__Data entries__.
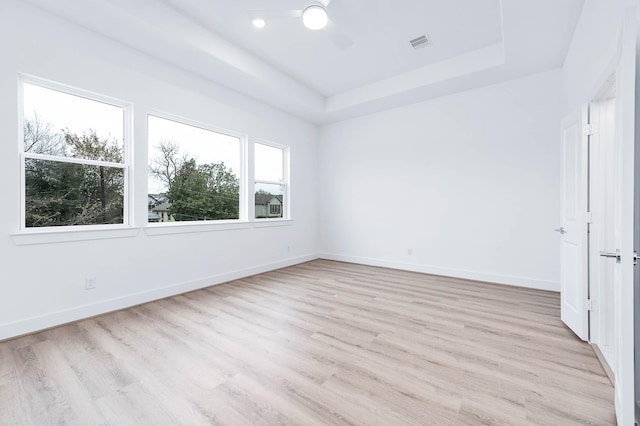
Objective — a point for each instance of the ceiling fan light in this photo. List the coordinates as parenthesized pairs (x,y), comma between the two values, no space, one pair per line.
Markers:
(315,17)
(259,23)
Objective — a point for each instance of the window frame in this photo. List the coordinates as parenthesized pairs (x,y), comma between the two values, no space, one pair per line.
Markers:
(126,165)
(189,226)
(286,196)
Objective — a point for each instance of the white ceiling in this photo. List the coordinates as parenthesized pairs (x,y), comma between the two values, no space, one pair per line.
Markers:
(475,43)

__Request__. Retype all of the lines above word for word, leaving out the pictures.

__Task response__.
Objective — a point for each instance of the ceiling fan light in this photo. List the coordinates as parenthesized pairs (x,y), comma between the two values, no space, one pair per line.
Markers:
(315,17)
(259,23)
Objective — a point for each instance of the window frame in this photo. List the coordinates as parenthesized pairs (x,y), comma between the two values, no space, one pair per line.
Markers:
(126,165)
(189,226)
(286,196)
Objective — a point for each instance of the white ceiling in this photo. List the coordinates as parenthesized pairs (x,y), comma between the two values, no space, one pair per line.
Markers:
(475,43)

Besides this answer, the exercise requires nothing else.